La pandémie, génératrice d’inflation

L’inflation aux États-Unis atteignait +5,4 % en juillet 2021 par rapport à juillet 2020 d’après Statista, soit l’une de ses plus fortes augmentations depuis les années 1990. La congestion des chaînes de valeur globales (c.-à-d. les chaînes d’approvisionnement) et l’arrêt brutal d’usines ont causé de nombreuses pénuries, générant des hausses de prix conséquentes. Il s’agit là de la conséquence logique d’un effondrement de l’offre (choc d’offre négatif, précédemment abordé par Emmanuel Combe pour Major-Prépa) face à une demande stable, voire en hausse pour certains secteurs, comme celui de l’e-commerce mentionné par E. Combe. 

Certains économistes, y compris Larry Summers, avaient par ailleurs sévèrement décrié les mesures d’urgence mises en place par l’administration Biden et par la Fed : selon eux, ce sont les vastes programmes de dépenses publiques ainsi que les politiques monétaires accommodantes mises en œuvre qui auraient créé une surchauffe propice à l’inflation. Ce serait donc également par ses effets secondaires que la pandémie aurait été génératrice d’inflation.

Les secteurs touchés par l’inflation

Semi-conducteurs et automobiles

La mise à l’arrêt d’usines géantes a engendré de sérieuses pénuries de semi-conducteurs, composants essentiels lors de la fabrication de puces électroniques. Incapables de s’approvisionner, bon nombre d’entreprises, comme Ford ou Sony, ont été contraintes de ralentir leur production de manière drastique, ce qui à l’avenir ne pourrait que contribuer à la hausse de leurs prix de vente (on pense à la PS5 de Sony). Face à cet arrêt partiel de la fabrication de véhicules et à la demande haussière de voitures de location aux États-Unis au sortir de la pandémie (bon nombre d’Américains ont privilégié les road trips locaux aux voyages à l’étranger), les loueurs automobiles comme Hertz ont proposé des prix en forte augmentation. Les prix des voitures de location ont augmenté de 30 % dans le pays et la hausse a, dans certains cas, atteint 300 %, d’après un rapport du New York Post.

Bois et immobilier

Le prix du bois (en tant que matière première pour la construction de bâtiments) a explosé aux États-Unis en mai 2021, avant de baisser lentement. La cause ? Un boom immobilier causé en partie par des ménages désireux de capitaliser sur le télétravail pour pouvoir vivre hors des grandes villes. L’augmentation subite de la demande de bois utilisé lors de la construction de nouvelles bâtisses a propulsé son prix. Cette hausse du coût du bois s’est immédiatement répercutée sur le marché immobilier américain : le prix médian d’une maison aux États-Unis a alors atteint le montant record de 363 000 $, soit une hausse de 23 % par rapport à l’année précédente.

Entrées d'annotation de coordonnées
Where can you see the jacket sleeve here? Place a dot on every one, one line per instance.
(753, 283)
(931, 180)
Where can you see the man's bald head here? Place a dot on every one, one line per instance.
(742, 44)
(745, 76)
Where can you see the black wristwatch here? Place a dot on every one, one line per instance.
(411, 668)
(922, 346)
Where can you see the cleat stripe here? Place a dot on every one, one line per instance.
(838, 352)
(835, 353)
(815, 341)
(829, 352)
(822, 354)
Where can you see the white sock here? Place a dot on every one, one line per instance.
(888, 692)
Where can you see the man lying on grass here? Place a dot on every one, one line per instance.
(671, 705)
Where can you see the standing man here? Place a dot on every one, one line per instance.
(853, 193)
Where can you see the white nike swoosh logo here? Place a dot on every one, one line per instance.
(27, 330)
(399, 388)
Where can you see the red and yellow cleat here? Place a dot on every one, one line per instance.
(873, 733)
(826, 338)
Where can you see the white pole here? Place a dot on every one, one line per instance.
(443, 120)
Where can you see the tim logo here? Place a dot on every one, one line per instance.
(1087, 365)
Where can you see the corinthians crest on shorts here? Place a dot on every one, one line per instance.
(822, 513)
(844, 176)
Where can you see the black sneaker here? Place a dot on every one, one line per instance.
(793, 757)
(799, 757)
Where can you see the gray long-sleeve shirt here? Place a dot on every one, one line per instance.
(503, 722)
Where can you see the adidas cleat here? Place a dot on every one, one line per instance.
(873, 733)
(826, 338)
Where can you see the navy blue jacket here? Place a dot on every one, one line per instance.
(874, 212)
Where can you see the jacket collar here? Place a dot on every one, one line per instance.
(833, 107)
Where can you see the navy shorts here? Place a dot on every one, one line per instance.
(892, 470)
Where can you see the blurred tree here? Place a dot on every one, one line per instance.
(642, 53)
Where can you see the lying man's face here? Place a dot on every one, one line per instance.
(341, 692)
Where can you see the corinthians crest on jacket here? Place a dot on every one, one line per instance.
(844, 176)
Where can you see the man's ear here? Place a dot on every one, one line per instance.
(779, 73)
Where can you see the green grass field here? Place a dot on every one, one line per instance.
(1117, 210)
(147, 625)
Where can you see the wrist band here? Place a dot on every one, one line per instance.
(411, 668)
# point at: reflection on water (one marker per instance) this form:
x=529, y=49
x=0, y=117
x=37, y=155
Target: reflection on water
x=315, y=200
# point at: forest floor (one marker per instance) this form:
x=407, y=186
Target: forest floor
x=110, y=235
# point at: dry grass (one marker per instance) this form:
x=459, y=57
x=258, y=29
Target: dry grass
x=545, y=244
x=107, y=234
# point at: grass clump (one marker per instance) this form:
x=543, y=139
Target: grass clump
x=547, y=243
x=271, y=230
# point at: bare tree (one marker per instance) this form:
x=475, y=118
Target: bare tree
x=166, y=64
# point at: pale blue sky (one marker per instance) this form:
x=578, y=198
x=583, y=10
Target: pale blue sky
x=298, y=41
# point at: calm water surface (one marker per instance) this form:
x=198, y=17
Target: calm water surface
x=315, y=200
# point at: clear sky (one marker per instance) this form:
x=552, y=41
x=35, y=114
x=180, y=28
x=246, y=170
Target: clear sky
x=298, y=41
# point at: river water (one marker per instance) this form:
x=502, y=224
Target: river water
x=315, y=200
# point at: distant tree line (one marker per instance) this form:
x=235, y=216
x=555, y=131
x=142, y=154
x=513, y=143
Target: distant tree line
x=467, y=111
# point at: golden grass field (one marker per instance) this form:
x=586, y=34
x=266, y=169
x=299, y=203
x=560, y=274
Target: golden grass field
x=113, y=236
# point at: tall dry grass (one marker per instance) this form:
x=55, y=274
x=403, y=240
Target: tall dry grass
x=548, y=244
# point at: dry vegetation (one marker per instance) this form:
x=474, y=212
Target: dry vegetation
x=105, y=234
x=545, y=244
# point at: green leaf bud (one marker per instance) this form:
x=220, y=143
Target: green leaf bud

CONSIGNE
Prolongez le texte sur l'inflation aux États-Unis après sa dernière phrase.

RÉPONSE
Secteurs liés au déplacement

La levée des restrictions sanitaires, en poussant les individus à voyager, a entraîné d’importantes montées des prix dans l’ensemble des secteurs liés au déplacement : par rapport à l’année précédente aux États-Unis, le prix des chambres d’hôtel a augmenté de 21,5 % et celui des billets d’avion de 19 % (rapport de juillet 2021 du Bureau of Labor Statistics). Il convient de préciser que ce sont ces mêmes secteurs qui avaient été sévèrement touchés au début de la pandémie : ces hausses de prix ne sont dans certains cas que des retours (parfois partiels) aux prix d’avant crise.

En France, si le taux d’inflation était de 0 % en octobre 2020 selon l’Insee, il atteignait 1,2 % en juillet 2021, poussé par une augmentation du prix des services et de l’énergie. De plus, sur 1 005 Français interrogés par Statista, 88 % d’entre eux jugeaient que les confinements successifs avaient joué un rôle accélérateur dans la hausse des prix : les citoyens avaient donc bel et bien conscience de cette érosion de leur pouvoir d’achat.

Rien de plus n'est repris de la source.